**The exercise**
Render every entry exactly as it appears.

******

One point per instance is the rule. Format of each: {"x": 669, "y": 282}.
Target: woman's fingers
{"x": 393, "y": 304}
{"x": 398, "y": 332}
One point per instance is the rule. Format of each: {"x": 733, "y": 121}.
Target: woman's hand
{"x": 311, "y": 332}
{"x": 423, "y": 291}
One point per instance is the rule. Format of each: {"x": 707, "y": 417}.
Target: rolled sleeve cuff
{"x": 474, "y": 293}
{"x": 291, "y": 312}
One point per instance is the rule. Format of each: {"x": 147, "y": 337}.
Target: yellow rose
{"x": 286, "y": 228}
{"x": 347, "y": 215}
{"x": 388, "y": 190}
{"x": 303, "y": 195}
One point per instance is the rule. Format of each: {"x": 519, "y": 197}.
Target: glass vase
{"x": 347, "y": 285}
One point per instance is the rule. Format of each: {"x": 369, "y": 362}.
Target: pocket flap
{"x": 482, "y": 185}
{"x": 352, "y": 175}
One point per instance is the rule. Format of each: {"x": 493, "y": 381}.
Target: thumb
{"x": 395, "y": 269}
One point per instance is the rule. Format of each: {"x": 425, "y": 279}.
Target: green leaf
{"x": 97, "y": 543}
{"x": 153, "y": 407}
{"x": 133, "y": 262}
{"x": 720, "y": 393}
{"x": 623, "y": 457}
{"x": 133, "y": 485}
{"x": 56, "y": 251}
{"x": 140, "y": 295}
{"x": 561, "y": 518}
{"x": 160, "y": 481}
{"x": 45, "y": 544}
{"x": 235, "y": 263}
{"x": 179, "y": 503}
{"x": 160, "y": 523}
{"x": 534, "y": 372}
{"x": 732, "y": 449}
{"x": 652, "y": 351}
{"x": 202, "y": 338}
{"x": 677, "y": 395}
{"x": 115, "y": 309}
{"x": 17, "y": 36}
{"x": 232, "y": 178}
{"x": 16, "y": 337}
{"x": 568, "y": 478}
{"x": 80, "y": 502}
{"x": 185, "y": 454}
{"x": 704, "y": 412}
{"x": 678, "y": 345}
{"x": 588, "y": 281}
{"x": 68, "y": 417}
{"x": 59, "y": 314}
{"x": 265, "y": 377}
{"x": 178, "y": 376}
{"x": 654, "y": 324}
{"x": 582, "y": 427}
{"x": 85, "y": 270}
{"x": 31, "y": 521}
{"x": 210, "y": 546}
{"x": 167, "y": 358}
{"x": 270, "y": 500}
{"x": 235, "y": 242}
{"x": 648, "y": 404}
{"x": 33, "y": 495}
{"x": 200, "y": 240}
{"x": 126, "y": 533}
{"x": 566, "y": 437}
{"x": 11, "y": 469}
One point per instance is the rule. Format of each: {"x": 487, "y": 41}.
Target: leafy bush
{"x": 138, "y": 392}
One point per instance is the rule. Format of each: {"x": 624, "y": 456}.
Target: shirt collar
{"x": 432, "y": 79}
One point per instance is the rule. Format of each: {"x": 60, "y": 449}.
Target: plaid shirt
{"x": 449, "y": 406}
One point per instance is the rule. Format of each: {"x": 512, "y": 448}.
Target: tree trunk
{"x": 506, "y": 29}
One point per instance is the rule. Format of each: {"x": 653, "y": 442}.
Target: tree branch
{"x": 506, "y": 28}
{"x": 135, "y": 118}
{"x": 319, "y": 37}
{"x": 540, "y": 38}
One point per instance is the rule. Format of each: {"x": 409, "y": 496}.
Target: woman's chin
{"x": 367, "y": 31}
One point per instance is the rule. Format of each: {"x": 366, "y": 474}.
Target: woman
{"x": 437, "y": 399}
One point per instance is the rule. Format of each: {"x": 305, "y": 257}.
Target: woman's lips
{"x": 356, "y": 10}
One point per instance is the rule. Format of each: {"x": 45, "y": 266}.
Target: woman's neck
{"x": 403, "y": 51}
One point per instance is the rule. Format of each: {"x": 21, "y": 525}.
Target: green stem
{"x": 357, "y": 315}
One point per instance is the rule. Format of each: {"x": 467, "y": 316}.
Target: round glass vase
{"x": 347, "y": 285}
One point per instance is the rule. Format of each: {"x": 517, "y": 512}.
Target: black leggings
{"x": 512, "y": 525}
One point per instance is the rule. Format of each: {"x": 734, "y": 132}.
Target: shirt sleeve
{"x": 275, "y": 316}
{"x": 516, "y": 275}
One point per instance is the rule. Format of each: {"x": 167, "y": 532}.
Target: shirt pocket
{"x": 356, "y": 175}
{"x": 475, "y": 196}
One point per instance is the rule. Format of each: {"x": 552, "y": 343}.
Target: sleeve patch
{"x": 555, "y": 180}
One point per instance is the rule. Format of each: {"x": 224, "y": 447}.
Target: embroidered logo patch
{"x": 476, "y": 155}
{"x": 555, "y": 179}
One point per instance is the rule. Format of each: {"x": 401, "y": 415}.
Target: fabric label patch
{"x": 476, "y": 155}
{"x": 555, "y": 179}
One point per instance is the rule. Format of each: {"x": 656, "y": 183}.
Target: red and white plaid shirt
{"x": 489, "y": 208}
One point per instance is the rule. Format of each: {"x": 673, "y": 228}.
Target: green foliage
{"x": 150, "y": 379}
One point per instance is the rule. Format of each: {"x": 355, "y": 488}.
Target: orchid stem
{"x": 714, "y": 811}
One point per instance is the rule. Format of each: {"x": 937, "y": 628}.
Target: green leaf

******

**Exercise result**
One point per instance is the rule. Format of each: {"x": 669, "y": 282}.
Target: woman's fingers
{"x": 393, "y": 304}
{"x": 398, "y": 332}
One point per instance is the rule. Format of each: {"x": 733, "y": 121}.
Target: woman's hand
{"x": 311, "y": 332}
{"x": 423, "y": 291}
One point per instance is the rule. Format of each: {"x": 707, "y": 417}.
Target: rolled sleeve cuff
{"x": 474, "y": 293}
{"x": 291, "y": 312}
One point per instance is the rule. Format of each: {"x": 147, "y": 337}.
Target: yellow rose
{"x": 286, "y": 228}
{"x": 347, "y": 215}
{"x": 388, "y": 190}
{"x": 303, "y": 195}
One point per instance is the rule. Format of each: {"x": 519, "y": 197}.
Target: glass vase
{"x": 347, "y": 285}
One point per instance is the rule. Format of each: {"x": 369, "y": 362}.
Target: pocket flap
{"x": 482, "y": 185}
{"x": 352, "y": 175}
One point per instance is the rule. Format of each: {"x": 493, "y": 381}.
Target: thumb
{"x": 395, "y": 269}
One point per instance is the rule. Format of each: {"x": 425, "y": 279}.
Target: green leaf
{"x": 97, "y": 543}
{"x": 153, "y": 407}
{"x": 133, "y": 262}
{"x": 720, "y": 393}
{"x": 623, "y": 457}
{"x": 133, "y": 485}
{"x": 56, "y": 251}
{"x": 140, "y": 295}
{"x": 561, "y": 518}
{"x": 160, "y": 481}
{"x": 45, "y": 544}
{"x": 235, "y": 263}
{"x": 179, "y": 503}
{"x": 160, "y": 523}
{"x": 534, "y": 372}
{"x": 732, "y": 449}
{"x": 652, "y": 351}
{"x": 202, "y": 338}
{"x": 677, "y": 395}
{"x": 115, "y": 309}
{"x": 17, "y": 36}
{"x": 232, "y": 178}
{"x": 16, "y": 337}
{"x": 568, "y": 478}
{"x": 80, "y": 502}
{"x": 185, "y": 454}
{"x": 704, "y": 412}
{"x": 678, "y": 345}
{"x": 588, "y": 281}
{"x": 68, "y": 417}
{"x": 59, "y": 314}
{"x": 265, "y": 377}
{"x": 178, "y": 376}
{"x": 654, "y": 324}
{"x": 582, "y": 427}
{"x": 85, "y": 270}
{"x": 31, "y": 521}
{"x": 210, "y": 546}
{"x": 167, "y": 358}
{"x": 270, "y": 500}
{"x": 235, "y": 242}
{"x": 648, "y": 404}
{"x": 33, "y": 495}
{"x": 200, "y": 240}
{"x": 126, "y": 533}
{"x": 566, "y": 437}
{"x": 11, "y": 469}
One point per instance is the rule. Format of each: {"x": 487, "y": 41}.
Target: leafy bush
{"x": 138, "y": 392}
One point per instance is the rule. Format of each: {"x": 624, "y": 456}.
Target: shirt collar
{"x": 432, "y": 79}
One point per instance is the rule. Format of each: {"x": 60, "y": 449}.
Target: plaid shirt
{"x": 449, "y": 406}
One point per instance is the rule. Format of each: {"x": 512, "y": 448}.
Target: tree trunk
{"x": 506, "y": 29}
One point per instance is the rule. Format of each: {"x": 653, "y": 442}.
Target: tree branch
{"x": 506, "y": 28}
{"x": 135, "y": 118}
{"x": 319, "y": 37}
{"x": 540, "y": 38}
One point per instance is the rule. Format of each: {"x": 409, "y": 496}.
Target: woman's chin
{"x": 367, "y": 31}
One point per instance is the rule. Format of each: {"x": 366, "y": 474}.
Target: woman
{"x": 437, "y": 399}
One point per instance is the rule. Format of each: {"x": 305, "y": 257}.
Target: woman's lips
{"x": 356, "y": 10}
One point per instance is the rule. Format of each: {"x": 45, "y": 266}.
Target: woman's neck
{"x": 403, "y": 51}
One point per instance is the rule. Format of each: {"x": 21, "y": 525}.
Target: green stem
{"x": 357, "y": 315}
One point per instance is the rule. Format of each: {"x": 467, "y": 316}.
Target: round glass vase
{"x": 347, "y": 285}
One point per instance is the rule. Format of each: {"x": 517, "y": 512}.
Target: black leggings
{"x": 512, "y": 525}
One point per instance is the rule. Format of each: {"x": 734, "y": 132}.
Target: shirt sleeve
{"x": 275, "y": 316}
{"x": 516, "y": 275}
One point per instance is the rule. Format of each: {"x": 167, "y": 532}.
Target: shirt pocket
{"x": 356, "y": 175}
{"x": 475, "y": 196}
One point per instance is the rule. Format of each: {"x": 552, "y": 343}.
Target: sleeve patch
{"x": 555, "y": 180}
One point per instance is the rule. Format of each: {"x": 224, "y": 447}.
Target: embroidered logo patch
{"x": 476, "y": 155}
{"x": 555, "y": 179}
One point per instance is the rule. Format of each: {"x": 401, "y": 415}.
Target: fabric label patch
{"x": 476, "y": 155}
{"x": 555, "y": 179}
One point per instance is the rule. Format of each: {"x": 656, "y": 183}.
Target: red and white plaid shirt
{"x": 489, "y": 208}
One point per instance is the rule. Format of each: {"x": 673, "y": 228}.
Target: green foliage
{"x": 150, "y": 379}
One point per instance is the rule. Format of each: {"x": 355, "y": 488}.
Target: orchid stem
{"x": 714, "y": 811}
One point per instance is the rule. Format of each: {"x": 937, "y": 628}.
Target: green leaf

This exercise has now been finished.